Items from a data source
****************

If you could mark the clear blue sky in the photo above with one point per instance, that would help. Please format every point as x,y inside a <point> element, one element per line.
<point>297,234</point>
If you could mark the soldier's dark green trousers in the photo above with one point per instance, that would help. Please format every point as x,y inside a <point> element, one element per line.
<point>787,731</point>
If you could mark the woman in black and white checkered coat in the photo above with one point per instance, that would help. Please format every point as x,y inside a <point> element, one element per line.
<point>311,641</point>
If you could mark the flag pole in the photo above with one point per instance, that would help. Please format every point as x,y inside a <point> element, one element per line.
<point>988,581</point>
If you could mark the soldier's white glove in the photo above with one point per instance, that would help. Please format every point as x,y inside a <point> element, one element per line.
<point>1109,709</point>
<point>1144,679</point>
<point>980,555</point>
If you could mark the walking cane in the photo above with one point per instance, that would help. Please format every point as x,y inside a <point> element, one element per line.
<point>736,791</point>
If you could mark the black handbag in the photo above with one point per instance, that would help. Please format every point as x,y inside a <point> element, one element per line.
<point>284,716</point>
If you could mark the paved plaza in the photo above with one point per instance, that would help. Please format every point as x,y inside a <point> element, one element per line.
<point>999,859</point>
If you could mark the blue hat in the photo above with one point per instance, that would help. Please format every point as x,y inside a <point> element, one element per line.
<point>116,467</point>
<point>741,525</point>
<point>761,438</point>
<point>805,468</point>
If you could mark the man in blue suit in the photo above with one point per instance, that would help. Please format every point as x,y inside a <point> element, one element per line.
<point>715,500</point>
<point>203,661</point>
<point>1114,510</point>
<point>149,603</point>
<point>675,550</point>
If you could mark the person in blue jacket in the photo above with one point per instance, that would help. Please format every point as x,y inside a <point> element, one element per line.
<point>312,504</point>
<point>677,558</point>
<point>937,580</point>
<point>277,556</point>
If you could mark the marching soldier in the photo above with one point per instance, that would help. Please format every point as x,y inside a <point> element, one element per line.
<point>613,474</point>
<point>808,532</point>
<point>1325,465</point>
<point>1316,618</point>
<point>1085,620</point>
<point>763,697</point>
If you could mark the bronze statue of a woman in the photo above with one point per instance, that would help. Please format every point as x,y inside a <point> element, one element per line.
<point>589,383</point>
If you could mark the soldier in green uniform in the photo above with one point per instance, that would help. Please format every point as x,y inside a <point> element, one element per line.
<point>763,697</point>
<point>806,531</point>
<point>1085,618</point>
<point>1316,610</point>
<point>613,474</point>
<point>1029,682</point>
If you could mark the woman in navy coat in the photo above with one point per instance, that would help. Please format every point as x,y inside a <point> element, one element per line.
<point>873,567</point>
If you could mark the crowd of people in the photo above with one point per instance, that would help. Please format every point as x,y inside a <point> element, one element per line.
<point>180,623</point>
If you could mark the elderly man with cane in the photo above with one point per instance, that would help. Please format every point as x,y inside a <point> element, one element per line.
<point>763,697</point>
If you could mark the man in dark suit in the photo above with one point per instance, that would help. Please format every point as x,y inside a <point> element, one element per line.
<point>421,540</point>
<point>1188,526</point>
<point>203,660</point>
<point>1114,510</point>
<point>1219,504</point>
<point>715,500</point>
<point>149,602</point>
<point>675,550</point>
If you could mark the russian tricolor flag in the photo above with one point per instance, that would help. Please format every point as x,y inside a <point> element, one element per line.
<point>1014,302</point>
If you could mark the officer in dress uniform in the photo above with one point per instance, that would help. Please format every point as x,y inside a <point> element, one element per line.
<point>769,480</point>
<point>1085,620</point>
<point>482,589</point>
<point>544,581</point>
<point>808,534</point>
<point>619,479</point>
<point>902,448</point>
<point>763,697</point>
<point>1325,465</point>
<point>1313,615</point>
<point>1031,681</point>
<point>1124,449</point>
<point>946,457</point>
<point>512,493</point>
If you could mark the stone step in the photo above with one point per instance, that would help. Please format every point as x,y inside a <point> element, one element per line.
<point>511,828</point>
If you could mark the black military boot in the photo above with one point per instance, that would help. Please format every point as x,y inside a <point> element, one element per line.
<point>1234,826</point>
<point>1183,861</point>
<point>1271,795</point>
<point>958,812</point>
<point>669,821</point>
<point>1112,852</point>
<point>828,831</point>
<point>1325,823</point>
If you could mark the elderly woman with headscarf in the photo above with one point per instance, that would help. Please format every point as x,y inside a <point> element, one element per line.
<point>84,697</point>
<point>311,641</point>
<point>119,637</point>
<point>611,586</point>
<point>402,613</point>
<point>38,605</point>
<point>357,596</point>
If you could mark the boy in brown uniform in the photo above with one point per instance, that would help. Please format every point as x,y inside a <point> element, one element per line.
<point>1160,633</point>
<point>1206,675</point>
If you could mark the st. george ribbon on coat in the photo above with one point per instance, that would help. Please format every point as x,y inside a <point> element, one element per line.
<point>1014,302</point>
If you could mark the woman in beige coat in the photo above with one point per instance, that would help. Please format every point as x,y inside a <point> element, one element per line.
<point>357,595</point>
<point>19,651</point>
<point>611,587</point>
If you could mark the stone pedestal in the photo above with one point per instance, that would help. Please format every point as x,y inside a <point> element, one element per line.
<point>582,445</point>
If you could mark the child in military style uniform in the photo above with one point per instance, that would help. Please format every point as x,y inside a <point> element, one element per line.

****************

[Required work]
Arrange all of the items above into a numbered list, omitting any blank lines.

[Result for this task]
1. If you could mark the clear blue sky in the photo above with one point per instance, that would help. Please format every point as x,y inside a <point> element, one element per line.
2. <point>297,234</point>
3. If you could mark the soldier's dark green trousers in the photo above with one point per instance, that would help. Please format every point as x,y inside a <point> element, one element per line.
4. <point>787,731</point>
5. If you could mark the woman in black and white checkered coat in the photo above with one point per instance, that would help. Please format every point as x,y inside a <point> element, one element per line.
6. <point>311,641</point>
7. If you could mark the flag pole in the photo above with one point per instance, that would help. Please format every point as x,y inside a <point> element, one element per line.
8. <point>988,581</point>
9. If you could mark the soldier's white glove in the photo above with one point per instance, that would help. Please format every point as x,y inside a <point> element, one element per line.
10. <point>1109,709</point>
11. <point>1144,679</point>
12. <point>980,555</point>
13. If you could mark the walking cane in the photo above with one point per instance, that would help. Please format every point as x,y inside a <point> element, one element per line.
14. <point>736,791</point>
15. If you could mark the black handbag in the photo above with one point per instance, that would help. Please format every point as x,y inside a <point> element, one element per line.
16. <point>284,716</point>
17. If you could mark the paved plaza in the photo above with one point per instance, that would help. Please format every point as x,y inside a <point> element, one element per line.
18. <point>999,859</point>
19. If you could mark the blue hat in the photo above with one point per instance, that would help. Please format every point as x,y inside a <point> element, one element per line.
20. <point>116,467</point>
21. <point>741,525</point>
22. <point>761,438</point>
23. <point>805,468</point>
24. If you could mark the man in blue suit in the photo above with one point per instance, that would help. Please format every point as x,y inside a <point> element, one element per line.
25. <point>715,500</point>
26. <point>203,661</point>
27. <point>1114,510</point>
28. <point>149,603</point>
29. <point>675,550</point>
30. If you could mark the person in blue jacket in the photo above with one point per instance, that would help. Please format every point as x,y inside a <point> element, one element per line.
31. <point>312,504</point>
32. <point>677,558</point>
33. <point>937,580</point>
34. <point>277,556</point>
35. If you could mark the marching soldier in the photo above with one point per instance, that would help. Please format every point as x,y inside a <point> element, one element per line.
36. <point>613,474</point>
37. <point>808,532</point>
38. <point>1325,465</point>
39. <point>1316,618</point>
40. <point>1085,620</point>
41. <point>763,697</point>
42. If you could mark the bronze statue of a woman in the photo above with one point per instance, that would help. Please format every point as x,y inside a <point> element, one element per line.
43. <point>589,383</point>
44. If you could mark the soldier in green uniform in the photo above with one point per instance, that would help. Please format every point as x,y inside a <point> element, one element per line.
45. <point>763,697</point>
46. <point>806,531</point>
47. <point>1085,618</point>
48. <point>1316,610</point>
49. <point>613,474</point>
50. <point>1029,682</point>
51. If you could mark the woman in navy coat in the photo above with one point per instance, that would help. Please format every point as x,y inside a <point> element, one element per line.
52. <point>873,567</point>
53. If you could mark the crowd of people in the photo above with one point per instance, that would help. Please format every point as x,y inside a <point> element, one element per line.
54. <point>180,623</point>
55. If you could mark the elderly man with cane in the photo above with one point per instance, that would help. Please format every point as x,y inside a <point> element, one element per line.
56. <point>763,697</point>
57. If you could mark the man in dark suit in the photo above with one point per instance, that would help. Please format every point as x,y inside a <point> element, one element per line.
58. <point>421,540</point>
59. <point>1188,526</point>
60. <point>203,660</point>
61. <point>1114,510</point>
62. <point>1219,504</point>
63. <point>715,500</point>
64. <point>149,602</point>
65. <point>675,550</point>
66. If you could mark the russian tricolor flag in the photo above with one point per instance, that would help. Please format every point as x,y inside a <point> element, one element per line.
67. <point>1014,302</point>
68. If you could mark the officer in dress uniform in the photo above with one point per instance, that would help. Please format every point as x,y inside a <point> element, one element per line.
69. <point>769,480</point>
70. <point>1085,620</point>
71. <point>482,589</point>
72. <point>544,581</point>
73. <point>808,534</point>
74. <point>619,479</point>
75. <point>902,448</point>
76. <point>763,697</point>
77. <point>1325,465</point>
78. <point>1313,615</point>
79. <point>1031,681</point>
80. <point>1124,449</point>
81. <point>946,457</point>
82. <point>512,493</point>
83. If you could mark the stone step in the photo above with one point per instance, that would help. Please format every point as x,y inside a <point> element, one element per line.
84. <point>511,828</point>
85. If you could mark the black military boot in the photo above with one point per instance, that would help. Please format every point as x,y inside a <point> element, one element per line.
86. <point>1234,826</point>
87. <point>1183,861</point>
88. <point>1271,795</point>
89. <point>958,812</point>
90. <point>669,821</point>
91. <point>1112,852</point>
92. <point>828,831</point>
93. <point>1325,823</point>
94. If you could mark the elderly woman with headscarf in the photo above with one point per instance, that would help. Please format every point as x,y inside a <point> element, one element per line.
95. <point>84,697</point>
96. <point>311,641</point>
97. <point>119,637</point>
98. <point>611,586</point>
99. <point>402,613</point>
100. <point>38,605</point>
101. <point>357,596</point>
102. If you could mark the boy in brown uniform in the photo above with one point per instance, that would help. Please format every point as x,y inside a <point> element, one element per line.
103. <point>1160,633</point>
104. <point>1206,675</point>
105. If you could mark the st. george ribbon on coat in the photo above with one point per instance, that would help. Please format every point as x,y inside a <point> element, one element per line.
106. <point>1014,302</point>
107. If you could mark the woman in beige coat in the photo above with one point per instance, that would help. Please format every point as x,y inside a <point> element, one element per line.
108. <point>357,595</point>
109. <point>19,651</point>
110. <point>611,587</point>
111. If you could mark the stone pedestal in the photo above with one point per instance, that would help. Please format every point as x,y inside a <point> element, one element per line.
112. <point>582,445</point>
113. If you could mark the child in military style uniform in the photo above with one point per instance, that would help. Please format every point as x,y inside a <point> element, one element per line.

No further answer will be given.